--- START Reading passage ---
Pacific R. R. v. Atlantic & P. R. Co.

Nelson, J.

The case made by the plaintiff’s amended bill, so far as it is necessary to state it for the present purpose, is as follows:

The plaintiff, a railroad corporation organized under the laws of the state of Missouri, being the owner of a fully-equipped railroad in active operation, extending from St. Louis to Kansas City, in Missouri, a distance of 283 miles, subject to a mortgage indebtedness amounting to $11,500,000, and of the value of $9,500,000 above the mortgages, on the first day of July, 1872, by an indenture under seal, leased its railroad and equipments, and also certain branch railroads held under leases, to the defendant, a corporation deriving its corporate powers from an act of congress, for the terms of 999 years. By the indenture, the defendant, during the term, was to pay all taxes and assessments on the leased property, pay the operating expenses of the road, and maintain it in good working condition as a first-class railroad, assume and perform the obligations of the plaintiff in the leases of the branch roads, pay both the principal and interest of the mortgage indebtedness as it matured, and pay specified annual dividends on all the shares of the capital stock of the road; the dividends to be paid directly to the shareholders. Under this lease, the defendant entered into possession of the property, and continued in possession until the appointment of the receiver, as hereafter stated.

The lease also contained a provision that the plaintiff, whenever requested by the defendant, should issue its bonds and secure their payment by a mortgage on the road, which bonds, when issued, should be delivered to and negotiated by the defendant, and the proceeds expended by the defendant in enlarging the capacity of the road for business, by extending its tracks, and increasing its depot accommodations and equipments, — any surplus not needed for that purpose to be used in retiring previous indebtedness; and that the interest on all such bonds should be paid by the defendant at maturity. Under this clause, three separate series of bonds were issued, and were delivered to and negotiated, and the proceeds received, by the defendant, viz.: First, August 27, 1872, $1,500,000, income bonds; second, December 11, 1872, $2,000,000, improvement bonds; third, July 10, 1875, $4,000,000, third mortgage bonds; the last series being secured by a third mortgage on the road, executed by the plaintiff. The proceeds of the income and improvement bonds were to be used in improving the road. Of the third mortgage series, $3,500,-000 were to be used in retiring the income and improvement bonds, and the remaining $500,000 were to be expended in improvements.

The plaintiff charges that, although the net earnings of the road were amply sufficient for the purpose, the defendant never paid the dividends due on the stock after July 1, 1875, nor the interest on the mortgages existing at the date of the lease after April 1, 1876, .nor *279any part of the interest on the third mortgage bonds; that it failed to apply the proceeds of the income, improvement, and third mortgage bonds, or a large part thereof, to the purposes for which they were issued, but appropriated them to other uses not authorized by the lease; that in consequence of its default in the payment of the interest in the third mortgage bonds, a suit to foreclose the third mortgage was commenced by a holder of the bonds, in the circuit court of the United States for the Eastern district of Missouri, in which suit a receiver was appointed in April, 1876, and a decree of foreclosure afterwards obtained, under which the road was sold, and the sale confirmed by the court; and that the defendant failed to perform the obligations of the plaintiff in the leases of the branch roads, whereby the leases became forfeited and were lost.
--- END Reading passage ---
Task instructions.
(a) According to the railroad lease opinion, why was a suit to foreclose the third mortgage brought? Answer in one to three sentences.
(b) Write a continuation of the railroad lease opinion, picking up after its final sentence.
The items that come next are separate material, unrelated to the railroad lease opinion.
--- START Supplied records ---
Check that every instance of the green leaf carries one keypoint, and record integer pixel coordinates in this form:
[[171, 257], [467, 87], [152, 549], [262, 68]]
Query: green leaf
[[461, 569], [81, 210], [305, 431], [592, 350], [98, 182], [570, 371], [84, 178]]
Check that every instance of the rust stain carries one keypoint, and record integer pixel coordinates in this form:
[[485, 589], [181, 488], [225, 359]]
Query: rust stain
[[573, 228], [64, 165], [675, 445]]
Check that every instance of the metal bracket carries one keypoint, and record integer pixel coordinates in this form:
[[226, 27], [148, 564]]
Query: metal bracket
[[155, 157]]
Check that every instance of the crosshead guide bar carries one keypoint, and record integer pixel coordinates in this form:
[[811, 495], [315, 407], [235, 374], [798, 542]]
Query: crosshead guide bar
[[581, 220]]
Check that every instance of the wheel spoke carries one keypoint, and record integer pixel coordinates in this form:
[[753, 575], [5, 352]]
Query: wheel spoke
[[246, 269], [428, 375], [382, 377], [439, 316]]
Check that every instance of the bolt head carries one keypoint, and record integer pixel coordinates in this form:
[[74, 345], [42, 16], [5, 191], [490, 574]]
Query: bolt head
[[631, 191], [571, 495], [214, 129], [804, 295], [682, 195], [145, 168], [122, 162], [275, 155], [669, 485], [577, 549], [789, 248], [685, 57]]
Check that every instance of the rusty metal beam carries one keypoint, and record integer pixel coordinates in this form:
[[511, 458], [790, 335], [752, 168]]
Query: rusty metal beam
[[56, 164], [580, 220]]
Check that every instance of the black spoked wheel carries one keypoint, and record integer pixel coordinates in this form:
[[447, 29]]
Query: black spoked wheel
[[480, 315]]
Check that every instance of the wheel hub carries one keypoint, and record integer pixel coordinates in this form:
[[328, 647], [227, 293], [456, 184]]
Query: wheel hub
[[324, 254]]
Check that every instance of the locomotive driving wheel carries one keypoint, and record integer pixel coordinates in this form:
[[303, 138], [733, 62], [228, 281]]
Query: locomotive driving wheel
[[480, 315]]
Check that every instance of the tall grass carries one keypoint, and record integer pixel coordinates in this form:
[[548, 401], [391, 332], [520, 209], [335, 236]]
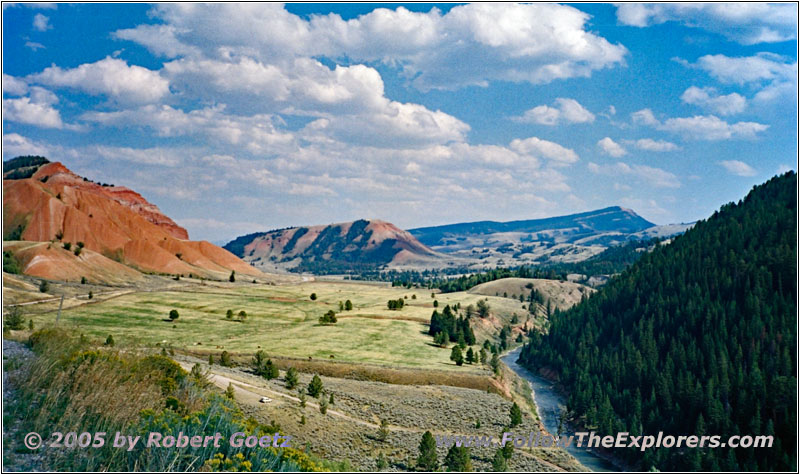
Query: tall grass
[[71, 387]]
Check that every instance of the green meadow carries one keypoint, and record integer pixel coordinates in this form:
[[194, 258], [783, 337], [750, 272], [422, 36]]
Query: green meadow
[[283, 321]]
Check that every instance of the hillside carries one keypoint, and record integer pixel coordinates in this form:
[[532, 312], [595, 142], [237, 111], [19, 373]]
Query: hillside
[[47, 202], [333, 248], [561, 294], [561, 239], [697, 337]]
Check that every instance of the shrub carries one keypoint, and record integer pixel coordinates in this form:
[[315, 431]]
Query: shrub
[[15, 320], [225, 359], [315, 386], [10, 263], [516, 415], [329, 318], [291, 378]]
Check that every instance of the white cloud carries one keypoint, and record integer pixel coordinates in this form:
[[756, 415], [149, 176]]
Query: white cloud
[[14, 86], [469, 45], [159, 39], [34, 46], [651, 145], [111, 77], [15, 145], [565, 111], [256, 133], [710, 127], [655, 177], [612, 148], [145, 156], [749, 69], [546, 149], [736, 167], [701, 127], [747, 23], [41, 22], [775, 77], [708, 98], [644, 116], [36, 109]]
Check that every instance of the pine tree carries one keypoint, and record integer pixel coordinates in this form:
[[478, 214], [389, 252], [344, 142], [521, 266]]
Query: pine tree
[[458, 459], [516, 415], [291, 378], [427, 459], [315, 386], [456, 356], [499, 462]]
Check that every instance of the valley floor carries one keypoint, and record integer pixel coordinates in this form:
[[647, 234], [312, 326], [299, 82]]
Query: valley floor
[[378, 363]]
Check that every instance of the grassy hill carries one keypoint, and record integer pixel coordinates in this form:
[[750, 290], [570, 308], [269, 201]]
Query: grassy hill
[[697, 337]]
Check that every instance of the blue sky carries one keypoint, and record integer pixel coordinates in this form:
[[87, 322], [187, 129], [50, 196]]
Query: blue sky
[[239, 118]]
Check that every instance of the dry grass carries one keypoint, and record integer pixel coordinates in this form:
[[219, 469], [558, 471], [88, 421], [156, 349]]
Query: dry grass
[[283, 321]]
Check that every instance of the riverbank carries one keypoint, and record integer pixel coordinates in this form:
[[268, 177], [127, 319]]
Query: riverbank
[[549, 405]]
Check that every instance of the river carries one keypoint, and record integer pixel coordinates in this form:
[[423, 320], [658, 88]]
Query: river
[[549, 404]]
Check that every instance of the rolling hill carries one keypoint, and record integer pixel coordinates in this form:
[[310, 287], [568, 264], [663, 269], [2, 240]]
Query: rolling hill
[[342, 247], [45, 202], [698, 336], [560, 239]]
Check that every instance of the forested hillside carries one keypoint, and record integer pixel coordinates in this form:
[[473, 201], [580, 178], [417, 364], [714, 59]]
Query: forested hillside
[[697, 337]]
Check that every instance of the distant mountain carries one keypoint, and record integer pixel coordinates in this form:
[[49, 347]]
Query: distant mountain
[[561, 239], [342, 247], [45, 202], [568, 228], [699, 336]]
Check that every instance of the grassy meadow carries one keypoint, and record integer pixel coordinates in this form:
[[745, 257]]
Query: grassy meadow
[[282, 320]]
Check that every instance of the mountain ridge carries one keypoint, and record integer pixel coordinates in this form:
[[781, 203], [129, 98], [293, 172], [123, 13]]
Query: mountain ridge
[[46, 202], [339, 246]]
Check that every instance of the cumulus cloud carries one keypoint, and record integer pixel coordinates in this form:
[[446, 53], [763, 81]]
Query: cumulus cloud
[[41, 22], [546, 149], [612, 148], [710, 127], [110, 77], [145, 156], [747, 23], [651, 145], [774, 76], [708, 98], [35, 109], [469, 45], [644, 116], [652, 176], [15, 145], [564, 111], [256, 133], [739, 168], [34, 46], [14, 86], [701, 127]]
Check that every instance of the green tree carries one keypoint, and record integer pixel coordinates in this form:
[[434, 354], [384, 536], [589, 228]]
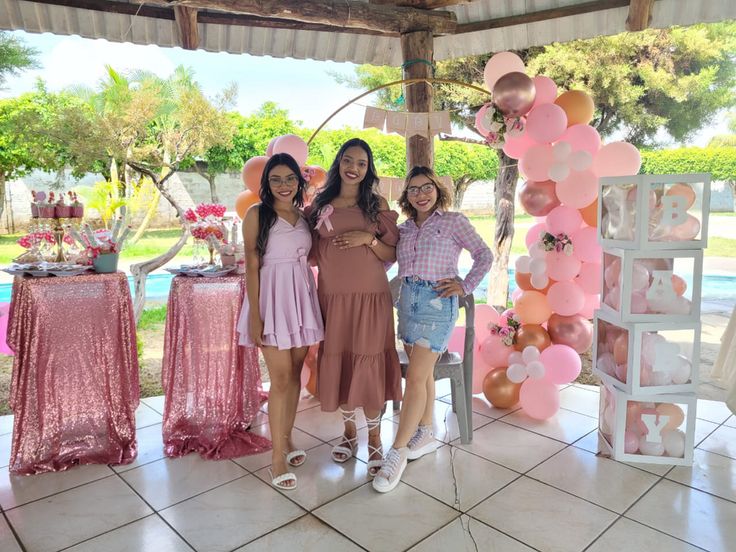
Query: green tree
[[677, 80], [15, 56]]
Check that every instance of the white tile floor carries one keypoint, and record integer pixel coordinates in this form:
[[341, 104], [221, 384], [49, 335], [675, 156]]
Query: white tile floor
[[522, 485]]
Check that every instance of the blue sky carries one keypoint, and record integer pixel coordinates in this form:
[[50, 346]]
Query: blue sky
[[304, 87]]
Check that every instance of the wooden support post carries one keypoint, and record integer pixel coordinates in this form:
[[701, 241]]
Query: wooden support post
[[418, 45]]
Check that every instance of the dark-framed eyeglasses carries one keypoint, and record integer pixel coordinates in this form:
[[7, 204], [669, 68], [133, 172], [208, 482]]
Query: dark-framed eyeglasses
[[424, 188]]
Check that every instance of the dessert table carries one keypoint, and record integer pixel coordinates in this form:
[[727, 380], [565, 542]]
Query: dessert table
[[212, 385], [74, 388]]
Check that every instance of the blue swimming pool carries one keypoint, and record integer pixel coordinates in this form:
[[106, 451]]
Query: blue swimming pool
[[715, 288]]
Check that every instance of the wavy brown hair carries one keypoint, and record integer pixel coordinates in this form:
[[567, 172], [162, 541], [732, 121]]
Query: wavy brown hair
[[443, 202]]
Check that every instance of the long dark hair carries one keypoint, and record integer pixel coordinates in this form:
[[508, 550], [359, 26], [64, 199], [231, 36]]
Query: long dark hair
[[266, 213], [367, 197]]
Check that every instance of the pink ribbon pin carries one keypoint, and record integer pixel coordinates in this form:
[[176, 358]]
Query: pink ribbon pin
[[324, 217]]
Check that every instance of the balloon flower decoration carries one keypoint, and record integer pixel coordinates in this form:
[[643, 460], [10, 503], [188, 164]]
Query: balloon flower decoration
[[561, 157], [253, 170]]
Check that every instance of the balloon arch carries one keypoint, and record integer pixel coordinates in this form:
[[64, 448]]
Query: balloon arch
--- END Supplied records ---
Answers.
(a) A holder of the third mortgage bonds brought the suit because the defendant defaulted on the interest due on those bonds. The suit was filed in the circuit court of the United States for the Eastern district of Missouri.

(b)
The bill further contained the allegations that the plaintiff had been able to trace $1,650,000 of the third mortgage bonds into tile hands of various parties, who held them as collateral security for the obligations of the defendant, but it had been unable to ascertain what had become of the rest of the bonds; that, until the appointment of the receiver, the plaintiff’s organization as a corporation, with all its books, papers, and accounts, continued to bo in the possession and under the control of the defendant, and its officers and agents; that the accounts arising out of the matters complained of were voluminous and complicated, and could not, without manifest inconvenience, be taken in a court of law; and that the defendant had refused to account.

The prayer of the hill was for an answer, not under oath; for an account of the income, improvement, and third mortgage bonds; of the rent from July 1, 1875, to April 1, 1876; of the damages caused by the foreclosure of the third mortgage and the forfeiture of tlie branch road leases, and for other relief. The case comes before the court upon the bill and the several demurrers filed by the defendant thereto.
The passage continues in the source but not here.